* [TEXT FOR ANALYSIS]:
--*--

Said the Portly One, “I ran into Gary and Lynne Jones, the mother of Thomas Jones and Darcy Jones. Gary and Lynne are professional photographers in Florala. With them was Patsy Peoples, an English teacher for the last 23 years at Florala High School.”
What’s Cooking? of Uriah catered all the weekend meals. The opening dinner included prime rib, stuffed potatoes, asparagus spears, yeast rolls, garden salad with raspberry vinaigrette and cheesecake.
At table with the Portly Gentleman was Dr. Douglas Mitchell of the University of Mobile, author of a book of six, scholarly essays about Southern authors who also wrote history. The Portly One was delighted to find someone with whom to discuss William Gilmore Simms (the subject of Mitchell’s first chapter) and other Southern writers, such as Lanier, Hayne, Timrod, Abram Ryan, and Augusta Jane Evans Wilson, whose childhood home is just around the corner from Mitchell’s house in Mobile. Mitchell is especially interested in Ryan, who was also a Catholic. Both Wilson and Ryan lived in Mobile and are buried there.
The next day was one Alabama writer after another, speaking, reading from his work, answering questions, each introduced by a scholar or fellow author, all in the Nettles Auditorium of Alabama Southern.

--*--

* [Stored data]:
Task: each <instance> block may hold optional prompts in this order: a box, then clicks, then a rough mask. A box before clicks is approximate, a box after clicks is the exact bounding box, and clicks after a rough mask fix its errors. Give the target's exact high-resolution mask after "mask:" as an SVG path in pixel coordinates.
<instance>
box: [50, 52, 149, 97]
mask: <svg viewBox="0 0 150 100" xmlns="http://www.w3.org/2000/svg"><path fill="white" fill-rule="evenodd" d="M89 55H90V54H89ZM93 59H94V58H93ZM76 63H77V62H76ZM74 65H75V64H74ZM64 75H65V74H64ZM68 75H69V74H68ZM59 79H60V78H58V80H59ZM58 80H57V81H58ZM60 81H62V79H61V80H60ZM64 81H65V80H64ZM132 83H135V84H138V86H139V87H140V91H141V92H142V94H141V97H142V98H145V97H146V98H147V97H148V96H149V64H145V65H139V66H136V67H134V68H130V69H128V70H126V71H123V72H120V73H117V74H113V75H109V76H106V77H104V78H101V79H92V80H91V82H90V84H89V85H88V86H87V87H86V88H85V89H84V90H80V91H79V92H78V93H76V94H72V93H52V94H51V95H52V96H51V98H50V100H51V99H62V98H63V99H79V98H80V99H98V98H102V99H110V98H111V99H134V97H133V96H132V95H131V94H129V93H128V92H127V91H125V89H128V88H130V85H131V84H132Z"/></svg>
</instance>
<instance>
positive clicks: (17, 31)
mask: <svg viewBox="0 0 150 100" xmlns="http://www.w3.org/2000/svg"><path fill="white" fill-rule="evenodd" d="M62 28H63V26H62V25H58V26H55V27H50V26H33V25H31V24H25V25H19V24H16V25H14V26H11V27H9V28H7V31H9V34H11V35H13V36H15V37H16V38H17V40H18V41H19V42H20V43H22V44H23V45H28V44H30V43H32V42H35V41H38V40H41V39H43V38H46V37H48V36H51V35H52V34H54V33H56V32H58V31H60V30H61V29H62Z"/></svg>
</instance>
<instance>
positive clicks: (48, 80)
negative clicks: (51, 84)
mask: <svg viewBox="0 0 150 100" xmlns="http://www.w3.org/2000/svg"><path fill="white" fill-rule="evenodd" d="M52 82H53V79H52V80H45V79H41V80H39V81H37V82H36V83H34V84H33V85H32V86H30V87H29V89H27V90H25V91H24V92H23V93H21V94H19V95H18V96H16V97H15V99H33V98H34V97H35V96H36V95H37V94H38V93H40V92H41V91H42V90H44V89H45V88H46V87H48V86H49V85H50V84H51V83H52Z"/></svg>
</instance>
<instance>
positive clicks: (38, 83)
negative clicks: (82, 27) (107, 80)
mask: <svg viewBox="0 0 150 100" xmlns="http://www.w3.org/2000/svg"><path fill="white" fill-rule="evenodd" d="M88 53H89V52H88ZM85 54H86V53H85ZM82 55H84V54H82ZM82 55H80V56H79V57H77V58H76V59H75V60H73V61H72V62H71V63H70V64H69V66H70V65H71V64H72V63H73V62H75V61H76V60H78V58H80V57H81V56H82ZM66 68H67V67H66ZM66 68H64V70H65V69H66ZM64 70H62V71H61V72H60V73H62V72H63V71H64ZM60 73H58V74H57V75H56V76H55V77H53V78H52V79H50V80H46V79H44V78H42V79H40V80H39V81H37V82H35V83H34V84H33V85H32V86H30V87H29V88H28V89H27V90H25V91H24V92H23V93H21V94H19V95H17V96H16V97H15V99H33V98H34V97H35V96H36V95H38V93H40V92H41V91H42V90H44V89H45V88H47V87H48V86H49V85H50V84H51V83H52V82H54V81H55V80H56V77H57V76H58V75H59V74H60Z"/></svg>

--*--

* [EXERCISES]:
• A. Write out the passage about the Alabama writers' weekend in full, word for word.
• B. Give again, unchanged, the stored data entries from the first line through the line containing "55H90V54H89ZM93 59H94V58H93ZM76 63H77V62H76ZM74", with both of those lines included.
The passage and the stored data entries have no connection to each other.

* [RESPONSE LIST]:
• A.
Said the Portly One, “I ran into Gary and Lynne Jones, the mother of Thomas Jones and Darcy Jones. Gary and Lynne are professional photographers in Florala. With them was Patsy Peoples, an English teacher for the last 23 years at Florala High School.”
What’s Cooking? of Uriah catered all the weekend meals. The opening dinner included prime rib, stuffed potatoes, asparagus spears, yeast rolls, garden salad with raspberry vinaigrette and cheesecake.
At table with the Portly Gentleman was Dr. Douglas Mitchell of the University of Mobile, author of a book of six, scholarly essays about Southern authors who also wrote history. The Portly One was delighted to find someone with whom to discuss William Gilmore Simms (the subject of Mitchell’s first chapter) and other Southern writers, such as Lanier, Hayne, Timrod, Abram Ryan, and Augusta Jane Evans Wilson, whose childhood home is just around the corner from Mitchell’s house in Mobile. Mitchell is especially interested in Ryan, who was also a Catholic. Both Wilson and Ryan lived in Mobile and are buried there.
The next day was one Alabama writer after another, speaking, reading from his work, answering questions, each introduced by a scholar or fellow author, all in the Nettles Auditorium of Alabama Southern.

• B.
Task: each <instance> block may hold optional prompts in this order: a box, then clicks, then a rough mask. A box before clicks is approximate, a box after clicks is the exact bounding box, and clicks after a rough mask fix its errors. Give the target's exact high-resolution mask after "mask:" as an SVG path in pixel coordinates.
<instance>
box: [50, 52, 149, 97]
mask: <svg viewBox="0 0 150 100" xmlns="http://www.w3.org/2000/svg"><path fill="white" fill-rule="evenodd" d="M89 55H90V54H89ZM93 59H94V58H93ZM76 63H77V62H76ZM74 65H75V64H74ZM64 75H65V74H64ZM68 75H69V74H68ZM59 79H60V78H58V80H59ZM58 80H57V81H58ZM60 81H62V79H61V80H60ZM64 81H65V80H64ZM132 83H135V84H138V86H139V87H140V91H141V92H142V94H141V97H142V98H145V97H146V98H147V97H148V96H149V64H145V65H139V66H136V67H134V68H130V69H128V70H126V71H123V72H120V73H117V74H113V75H109V76H106V77H104V78H101V79H92V80H91V82H90V84H89V85H88V86H87V87H86V88H85V89H84V90H80V91H79V92H78V93H76V94H72V93H52V94H51V95H52V96H51V98H50V100H51V99H62V98H63V99H79V98H80V99H98V98H102V99H110V98H111V99H134V97H133V96H132V95H131V94H129V93H128V92H127V91H125V89H128V88H130V85H131V84H132Z"/></svg>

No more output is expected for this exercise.